## Task:
Each entry should be repeated exactly. Its pictures should not be.

## Data for processing:
____
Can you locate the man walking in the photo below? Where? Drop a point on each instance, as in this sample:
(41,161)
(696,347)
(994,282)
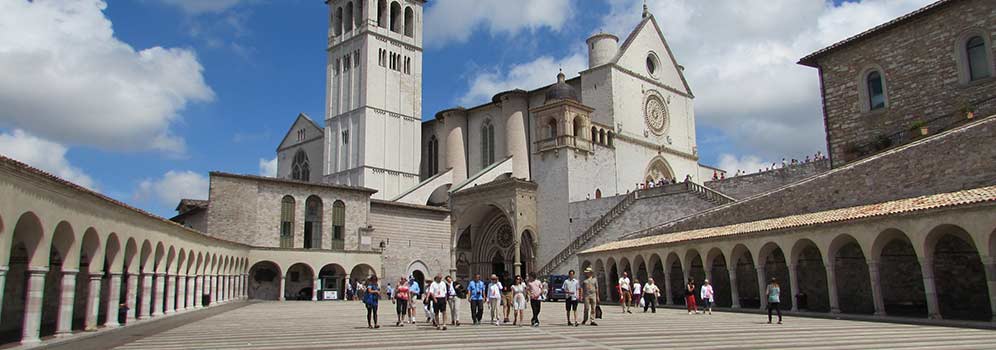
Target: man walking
(570,288)
(476,290)
(625,292)
(589,289)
____
## Exercise answer:
Can you locate the man walking in the photo below? Where? Drop a point on each instance, as in this sample:
(41,161)
(696,347)
(994,282)
Target: man walking
(570,288)
(476,290)
(625,292)
(589,289)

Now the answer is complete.